THE TASK
Search the records for lines that contain the word "chamois". Copy them all.

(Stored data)
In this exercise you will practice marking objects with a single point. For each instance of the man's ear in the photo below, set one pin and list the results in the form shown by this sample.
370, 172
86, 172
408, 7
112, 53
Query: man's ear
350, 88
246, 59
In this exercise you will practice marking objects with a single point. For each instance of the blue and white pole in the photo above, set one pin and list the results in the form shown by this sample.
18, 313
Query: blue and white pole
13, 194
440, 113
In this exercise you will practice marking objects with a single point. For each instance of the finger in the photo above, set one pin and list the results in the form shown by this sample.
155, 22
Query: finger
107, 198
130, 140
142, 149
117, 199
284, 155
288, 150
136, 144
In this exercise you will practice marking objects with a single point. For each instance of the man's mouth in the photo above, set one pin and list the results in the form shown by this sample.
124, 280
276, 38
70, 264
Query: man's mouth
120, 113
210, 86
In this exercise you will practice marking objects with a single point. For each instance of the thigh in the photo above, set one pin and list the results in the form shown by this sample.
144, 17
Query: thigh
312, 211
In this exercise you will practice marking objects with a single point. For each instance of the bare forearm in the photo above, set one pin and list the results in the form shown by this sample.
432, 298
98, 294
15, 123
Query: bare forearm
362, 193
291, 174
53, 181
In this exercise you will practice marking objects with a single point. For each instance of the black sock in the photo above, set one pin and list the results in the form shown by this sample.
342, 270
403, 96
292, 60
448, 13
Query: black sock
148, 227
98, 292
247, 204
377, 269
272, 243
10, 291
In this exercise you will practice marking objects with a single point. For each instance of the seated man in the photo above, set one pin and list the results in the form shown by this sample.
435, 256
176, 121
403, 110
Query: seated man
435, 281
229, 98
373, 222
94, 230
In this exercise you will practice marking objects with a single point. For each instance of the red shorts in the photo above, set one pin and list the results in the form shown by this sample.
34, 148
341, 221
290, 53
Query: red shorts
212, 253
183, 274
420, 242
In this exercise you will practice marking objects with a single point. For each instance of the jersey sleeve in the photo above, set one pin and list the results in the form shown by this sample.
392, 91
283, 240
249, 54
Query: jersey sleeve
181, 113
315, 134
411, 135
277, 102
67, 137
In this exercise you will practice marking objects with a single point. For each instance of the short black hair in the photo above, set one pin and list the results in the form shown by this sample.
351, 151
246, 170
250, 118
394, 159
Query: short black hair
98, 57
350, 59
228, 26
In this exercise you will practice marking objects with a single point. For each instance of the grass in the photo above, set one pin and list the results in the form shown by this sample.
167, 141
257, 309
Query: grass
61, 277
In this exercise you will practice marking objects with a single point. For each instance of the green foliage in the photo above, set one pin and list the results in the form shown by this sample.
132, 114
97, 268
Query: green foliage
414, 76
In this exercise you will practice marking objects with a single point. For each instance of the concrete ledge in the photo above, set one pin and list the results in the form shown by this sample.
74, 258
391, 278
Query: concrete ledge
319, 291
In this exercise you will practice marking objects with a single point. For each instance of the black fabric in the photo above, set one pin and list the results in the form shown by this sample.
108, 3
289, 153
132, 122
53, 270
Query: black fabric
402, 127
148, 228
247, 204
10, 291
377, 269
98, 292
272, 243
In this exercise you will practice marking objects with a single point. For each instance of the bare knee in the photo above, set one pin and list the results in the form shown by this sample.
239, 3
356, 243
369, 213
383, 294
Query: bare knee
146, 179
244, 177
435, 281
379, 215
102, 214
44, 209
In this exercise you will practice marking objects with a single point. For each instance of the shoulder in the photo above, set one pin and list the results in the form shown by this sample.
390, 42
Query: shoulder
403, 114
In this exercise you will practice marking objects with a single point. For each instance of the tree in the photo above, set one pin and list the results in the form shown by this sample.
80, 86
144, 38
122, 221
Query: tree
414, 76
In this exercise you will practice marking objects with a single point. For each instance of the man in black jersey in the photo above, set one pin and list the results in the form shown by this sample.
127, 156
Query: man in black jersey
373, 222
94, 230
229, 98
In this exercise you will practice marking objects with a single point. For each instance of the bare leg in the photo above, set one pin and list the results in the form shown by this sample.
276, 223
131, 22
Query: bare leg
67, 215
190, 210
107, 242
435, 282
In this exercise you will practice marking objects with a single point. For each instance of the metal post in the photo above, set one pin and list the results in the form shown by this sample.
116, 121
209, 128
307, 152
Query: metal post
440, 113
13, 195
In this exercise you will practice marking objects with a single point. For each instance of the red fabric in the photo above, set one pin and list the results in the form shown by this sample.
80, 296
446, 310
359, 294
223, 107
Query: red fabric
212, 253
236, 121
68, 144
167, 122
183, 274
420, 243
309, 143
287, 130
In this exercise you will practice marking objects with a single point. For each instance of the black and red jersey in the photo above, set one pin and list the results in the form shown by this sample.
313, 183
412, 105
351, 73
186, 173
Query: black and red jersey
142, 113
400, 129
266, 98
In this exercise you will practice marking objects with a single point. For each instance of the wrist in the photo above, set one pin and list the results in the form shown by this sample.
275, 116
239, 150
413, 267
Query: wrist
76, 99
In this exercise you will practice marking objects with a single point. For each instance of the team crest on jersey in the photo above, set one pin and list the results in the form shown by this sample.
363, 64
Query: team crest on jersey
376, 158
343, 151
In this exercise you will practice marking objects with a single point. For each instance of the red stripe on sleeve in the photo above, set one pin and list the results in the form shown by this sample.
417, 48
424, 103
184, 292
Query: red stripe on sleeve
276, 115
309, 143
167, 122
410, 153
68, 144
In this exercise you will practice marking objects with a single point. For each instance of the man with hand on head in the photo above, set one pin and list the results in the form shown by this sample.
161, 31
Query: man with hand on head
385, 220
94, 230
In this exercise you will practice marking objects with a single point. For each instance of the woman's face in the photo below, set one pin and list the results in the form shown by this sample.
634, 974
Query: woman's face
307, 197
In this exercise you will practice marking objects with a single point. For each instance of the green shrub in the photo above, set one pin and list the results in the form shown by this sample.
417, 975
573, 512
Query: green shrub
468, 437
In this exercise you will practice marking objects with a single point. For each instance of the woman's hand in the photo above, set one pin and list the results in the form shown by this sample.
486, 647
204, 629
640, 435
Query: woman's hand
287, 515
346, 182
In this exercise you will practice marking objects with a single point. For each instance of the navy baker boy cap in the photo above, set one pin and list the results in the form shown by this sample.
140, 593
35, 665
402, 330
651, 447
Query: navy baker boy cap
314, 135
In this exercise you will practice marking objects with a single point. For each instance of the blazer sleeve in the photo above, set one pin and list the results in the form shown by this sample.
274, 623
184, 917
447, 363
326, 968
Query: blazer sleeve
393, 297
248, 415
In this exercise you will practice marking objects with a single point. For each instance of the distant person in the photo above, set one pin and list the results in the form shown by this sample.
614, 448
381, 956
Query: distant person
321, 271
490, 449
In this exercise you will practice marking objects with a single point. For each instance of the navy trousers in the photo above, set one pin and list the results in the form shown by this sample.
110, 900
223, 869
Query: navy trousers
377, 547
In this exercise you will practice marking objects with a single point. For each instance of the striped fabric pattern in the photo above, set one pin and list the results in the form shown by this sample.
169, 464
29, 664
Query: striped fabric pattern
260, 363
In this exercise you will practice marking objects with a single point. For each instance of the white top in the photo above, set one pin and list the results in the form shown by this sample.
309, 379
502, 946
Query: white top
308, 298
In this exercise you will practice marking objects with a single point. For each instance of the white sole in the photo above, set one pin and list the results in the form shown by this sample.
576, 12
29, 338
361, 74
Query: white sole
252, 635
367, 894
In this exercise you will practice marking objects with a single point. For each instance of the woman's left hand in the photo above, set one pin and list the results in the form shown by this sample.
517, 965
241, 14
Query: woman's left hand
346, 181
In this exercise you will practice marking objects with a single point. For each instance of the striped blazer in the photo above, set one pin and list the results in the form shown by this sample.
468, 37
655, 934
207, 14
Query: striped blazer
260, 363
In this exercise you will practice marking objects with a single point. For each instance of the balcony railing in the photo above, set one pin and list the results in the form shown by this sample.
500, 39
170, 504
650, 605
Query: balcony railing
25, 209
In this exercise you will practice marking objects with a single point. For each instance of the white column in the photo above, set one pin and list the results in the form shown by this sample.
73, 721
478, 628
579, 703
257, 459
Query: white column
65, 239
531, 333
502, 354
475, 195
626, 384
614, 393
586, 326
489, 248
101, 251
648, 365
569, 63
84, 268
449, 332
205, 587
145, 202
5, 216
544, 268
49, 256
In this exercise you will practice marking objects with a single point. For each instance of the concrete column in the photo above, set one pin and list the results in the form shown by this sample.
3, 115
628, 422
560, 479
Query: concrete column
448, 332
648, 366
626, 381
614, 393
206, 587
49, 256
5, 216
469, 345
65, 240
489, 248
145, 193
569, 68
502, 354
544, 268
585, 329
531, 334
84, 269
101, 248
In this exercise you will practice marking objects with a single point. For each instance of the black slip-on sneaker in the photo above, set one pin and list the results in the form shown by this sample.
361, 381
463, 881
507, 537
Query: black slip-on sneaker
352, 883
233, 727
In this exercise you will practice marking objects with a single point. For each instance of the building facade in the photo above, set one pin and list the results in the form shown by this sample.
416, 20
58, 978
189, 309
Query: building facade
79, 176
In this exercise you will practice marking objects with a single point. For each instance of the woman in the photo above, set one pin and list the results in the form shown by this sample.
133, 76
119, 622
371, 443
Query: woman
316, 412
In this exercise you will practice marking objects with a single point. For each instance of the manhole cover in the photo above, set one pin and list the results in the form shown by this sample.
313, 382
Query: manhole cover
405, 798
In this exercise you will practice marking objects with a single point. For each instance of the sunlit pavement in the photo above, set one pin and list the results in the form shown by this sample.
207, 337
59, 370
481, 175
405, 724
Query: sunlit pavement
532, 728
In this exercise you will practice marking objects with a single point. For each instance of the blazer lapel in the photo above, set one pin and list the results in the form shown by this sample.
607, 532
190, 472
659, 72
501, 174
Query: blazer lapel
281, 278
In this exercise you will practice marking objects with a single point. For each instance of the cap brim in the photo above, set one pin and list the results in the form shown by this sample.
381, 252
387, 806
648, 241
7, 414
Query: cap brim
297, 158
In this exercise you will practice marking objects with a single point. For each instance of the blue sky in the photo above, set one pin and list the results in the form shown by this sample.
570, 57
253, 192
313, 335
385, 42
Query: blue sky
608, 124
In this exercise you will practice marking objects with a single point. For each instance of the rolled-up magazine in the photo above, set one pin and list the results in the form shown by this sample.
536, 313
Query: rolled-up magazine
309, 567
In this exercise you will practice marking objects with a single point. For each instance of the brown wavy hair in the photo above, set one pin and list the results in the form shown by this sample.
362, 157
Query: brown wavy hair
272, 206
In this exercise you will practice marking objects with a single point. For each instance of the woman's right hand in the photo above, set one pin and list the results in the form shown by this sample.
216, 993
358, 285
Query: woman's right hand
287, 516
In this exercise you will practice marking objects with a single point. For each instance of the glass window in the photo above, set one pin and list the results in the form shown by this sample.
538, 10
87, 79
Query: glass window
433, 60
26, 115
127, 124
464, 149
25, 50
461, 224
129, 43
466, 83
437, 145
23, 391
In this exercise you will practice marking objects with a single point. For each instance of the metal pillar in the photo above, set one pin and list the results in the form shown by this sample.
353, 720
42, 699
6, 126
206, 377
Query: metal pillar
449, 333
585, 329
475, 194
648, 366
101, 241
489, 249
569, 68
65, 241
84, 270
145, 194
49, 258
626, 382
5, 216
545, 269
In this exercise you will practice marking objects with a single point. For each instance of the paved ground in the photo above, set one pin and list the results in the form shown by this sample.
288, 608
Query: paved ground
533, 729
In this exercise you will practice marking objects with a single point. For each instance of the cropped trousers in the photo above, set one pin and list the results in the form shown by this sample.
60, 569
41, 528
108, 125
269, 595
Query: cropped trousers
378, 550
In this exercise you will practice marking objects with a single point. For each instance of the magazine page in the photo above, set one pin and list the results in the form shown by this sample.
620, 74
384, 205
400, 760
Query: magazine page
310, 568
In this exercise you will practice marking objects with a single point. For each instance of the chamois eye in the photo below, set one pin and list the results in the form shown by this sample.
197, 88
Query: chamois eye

EXERCISE SOLUTION
In this exercise you will practice marking objects with a single point. For each instance of the chamois eye in the photo below, set one pin and list the results in the form shown by this sample.
Query: chamois eye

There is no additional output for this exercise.